§ **ISTRUZIONI**:
(1) Secondo l'estratto sugli adattamenti cinematografici, con quale romanzo Julian Barnes vinse il Booker Prize nel 2011?
(2) Prosegui l'estratto sugli adattamenti cinematografici a partire da dove termina.

Sono tanti i concetti che ricorrono a intervalli regolari nella nostra quotidianità, e che sommati formano la realtà percepita delle cose. Uno di questi è la convinzione che i film siano meno belli dei libri da cui sono tratti. Un libro occupa centinaia di pagine, ci impegna per settimane, ci sottopone a monologhi interiori che sembrano non aver fine, si addentra, descrive, si sofferma. Conversando di adattamenti cinematografici è pressoché impossibile non incappare in chi afferma di aver letto il libro e averlo trovato immensamente superiore e non è, del resto, sempre così? Perché ci si era già immaginati la storia in modo diverso (l’immaginazione degli altri invalida forse la nostra?). Perché i personaggi ora hanno il volto di attori famosi (i personaggi letterari non assumono talvolta le sembianze di chi conosciamo?). Perché la carta profuma (e il cinema è inodore?). Eppure, sebbene Barry Lyndon di Stanley Kubrik (1975) sia un capolavoro assoluto, pochi, eccetto gli addetti ai lavori ricordano il (mediocre) romanzo picaresco di William Makepeace Thackeray Le Memorie di Barry Lyndon (1844). Lo stesso vale per numerose altre icone cinematografiche come Psycho (1960), Arancia Meccanica (1971), o Forrest Gump (1994), che hanno completamente oscurato i romanzi di provenienza. Anche casi minori come i film tratti da Il Profumo di Patrick Süskind (1985) e I Figli degli Uomini di P.D. James (1999) dimostrano che la superiorità di un romanzo su un film non è una legge fisica.

L’Altra Metà della Storia, versione cinematografica del meraviglioso romanzo Il Senso di una Fine (The Sense of an Ending), con cui Julian Barnes vinse il prestigioso Booker Prize nel 2011, non è indimenticabile. Nel film, l’anziano Tony Webster (Jim Broadbent), riceve una lettera che lo riporterà indietro agli anni del college, ad un amore finito, ma mai dimenticato, e al suicidio del migliore amico Adrian. Il film si concentra sugli avvenimenti, li semplifica e perde la vertiginosa introspezione del romanzo, la sua destrezza nel tracciare i moti dello spirito. Nel passaggio dalla carta alla pellicola, alcune cosa vanno sempre perse, ma se ne guadagnano altre. I silenzi, ad esempio, dal momento che i libri ci spiegano a parole l’assenza di parole. I minuscoli rumori della vita quotidiana. La possibilità di guardare più volti in una frazione di secondo. Le gradazioni di un sorriso e la capacità di giudicarne noi stessi il calore. La musica, e le cose che succedono quando si somma alla narrazione.

Da sinistra, Joe Alwyn (Adrian) e Billy Howle (Tony)

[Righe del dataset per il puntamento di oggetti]
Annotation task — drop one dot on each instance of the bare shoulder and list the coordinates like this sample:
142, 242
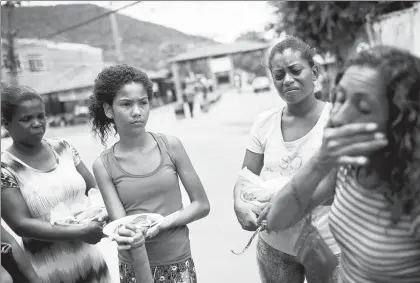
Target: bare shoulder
174, 142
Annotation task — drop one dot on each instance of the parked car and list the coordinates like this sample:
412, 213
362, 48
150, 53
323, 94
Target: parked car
261, 84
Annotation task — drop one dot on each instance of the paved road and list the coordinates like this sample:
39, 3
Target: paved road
215, 142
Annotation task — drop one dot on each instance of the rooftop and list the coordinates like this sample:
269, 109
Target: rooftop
53, 44
72, 78
220, 50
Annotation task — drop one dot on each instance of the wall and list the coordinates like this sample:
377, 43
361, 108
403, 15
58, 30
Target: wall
57, 57
400, 29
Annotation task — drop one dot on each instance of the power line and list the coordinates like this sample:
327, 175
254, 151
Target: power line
89, 21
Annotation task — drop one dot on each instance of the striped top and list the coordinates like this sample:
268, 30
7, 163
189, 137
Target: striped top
372, 249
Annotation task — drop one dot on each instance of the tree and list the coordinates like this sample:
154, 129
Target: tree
251, 36
250, 61
330, 26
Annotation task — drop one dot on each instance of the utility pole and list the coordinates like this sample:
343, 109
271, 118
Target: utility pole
116, 36
11, 34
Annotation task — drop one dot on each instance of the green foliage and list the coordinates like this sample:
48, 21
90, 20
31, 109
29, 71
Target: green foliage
329, 25
142, 42
251, 61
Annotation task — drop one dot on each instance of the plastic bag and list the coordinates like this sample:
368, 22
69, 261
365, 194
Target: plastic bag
79, 211
255, 190
258, 192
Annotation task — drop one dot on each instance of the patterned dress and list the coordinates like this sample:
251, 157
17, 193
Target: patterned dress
58, 261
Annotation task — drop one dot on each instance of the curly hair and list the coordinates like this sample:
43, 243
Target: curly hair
107, 84
296, 44
12, 97
400, 161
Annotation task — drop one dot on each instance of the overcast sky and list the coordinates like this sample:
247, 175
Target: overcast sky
220, 20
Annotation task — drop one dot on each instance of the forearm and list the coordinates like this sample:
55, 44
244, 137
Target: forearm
295, 200
190, 213
25, 266
43, 230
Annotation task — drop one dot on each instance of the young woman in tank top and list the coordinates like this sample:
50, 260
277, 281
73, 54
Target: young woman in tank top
139, 174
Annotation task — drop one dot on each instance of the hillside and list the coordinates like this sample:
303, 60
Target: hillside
144, 44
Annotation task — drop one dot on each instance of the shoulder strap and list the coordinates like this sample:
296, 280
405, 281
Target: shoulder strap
165, 144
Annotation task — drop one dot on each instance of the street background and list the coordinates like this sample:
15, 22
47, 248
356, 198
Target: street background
215, 142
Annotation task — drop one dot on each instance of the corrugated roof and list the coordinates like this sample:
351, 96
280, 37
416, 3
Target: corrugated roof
219, 50
72, 78
153, 75
56, 45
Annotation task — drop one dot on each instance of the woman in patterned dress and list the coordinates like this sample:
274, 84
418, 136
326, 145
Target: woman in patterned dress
36, 175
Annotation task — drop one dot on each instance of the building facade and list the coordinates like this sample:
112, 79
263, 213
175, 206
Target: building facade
63, 73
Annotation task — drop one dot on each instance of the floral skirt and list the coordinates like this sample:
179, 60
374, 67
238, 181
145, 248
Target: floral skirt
182, 272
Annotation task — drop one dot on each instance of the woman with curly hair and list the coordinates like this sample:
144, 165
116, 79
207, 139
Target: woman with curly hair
369, 163
140, 174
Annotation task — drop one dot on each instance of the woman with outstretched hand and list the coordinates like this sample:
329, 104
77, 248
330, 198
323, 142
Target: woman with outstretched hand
369, 164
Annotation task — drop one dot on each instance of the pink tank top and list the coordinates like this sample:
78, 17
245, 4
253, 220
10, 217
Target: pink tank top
155, 192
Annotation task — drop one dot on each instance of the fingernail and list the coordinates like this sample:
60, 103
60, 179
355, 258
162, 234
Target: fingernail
379, 136
332, 143
371, 126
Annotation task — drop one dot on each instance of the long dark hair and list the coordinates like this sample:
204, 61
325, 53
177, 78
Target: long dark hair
109, 81
400, 161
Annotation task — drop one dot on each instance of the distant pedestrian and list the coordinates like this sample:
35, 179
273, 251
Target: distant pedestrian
190, 93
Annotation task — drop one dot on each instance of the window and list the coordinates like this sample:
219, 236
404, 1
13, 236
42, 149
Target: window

§ **RISPOSTE PER COMPITO**:
(1) Con Il Senso di una Fine (The Sense of an Ending).

(2)
L’Altra Metà della Storia non sorpassa la bellezza del romanzo, ma mostra risvolti che il romanzo trascura, raccontando una storia lievemente diversa, con al centro persone lievemente diverse. Ad esempio la natura degli sguardi tra Adrian e Tony, che Barnes non ci racconta, aggiunge un risvolto che non avevo considerato leggendo il romanzo, una domanda che non mi ero posta. Veronica Ford è una ragazza severa e studiosa, e l’avevo immaginata minuta, pallida, con capelli castano spento: non mi aspettavo la biondezza soffice e appariscente di Freya Mavor, che mi ha lasciato sola nell’imbarazzante compagnia dei miei pregiudizi di genere. Quando Tony segue di nascosto Veronica per scoprire dove abita, Barnes descrive la strada in modo talmente dettagliato che la versione cinematografica è identica alla mia immaginazione, ma la macchina di Tony, nel film della mia mente, è parcheggiata sul lato opposto della strada.

Emily Mortimer (Sarah Ford)

La freschezza e i sorrisi di Emily Mortimer donano al personaggio di Sarah Ford una luce che le parole di Barnes tralasciano e che illumina la stanza con una grazia sconosciuta al romanzo. Ed il fatto che il volto di Sarah sia quello di un’attrice nota non priva il personaggio di originalità, al contrario, il film ci avverte che siamo di fronte ad una figura chiave che va studiata e capita, e lo fa a modo suo, senza parole, con gli strumenti a disposizione del cinema. Il Senso di una Fine è un romanzo al maschile: il peso del protagonista, di Adrian, e dei loro compagni di studi non è paragonabile a quello delle donne che gravitano attorno a loro. Il film, invece, si posa a lungo sulle figure femminili, le scalda e le illumina. Quello che colpisce di Tony, alla fine, non sono i virtuosismi del suo intelletto, ma la sua totale incapacità di leggere le donne con cui ha condiviso l’esistenza, i segni più o meno manifesti che si scambiano sotto lo sguardo poco attento del protagonista.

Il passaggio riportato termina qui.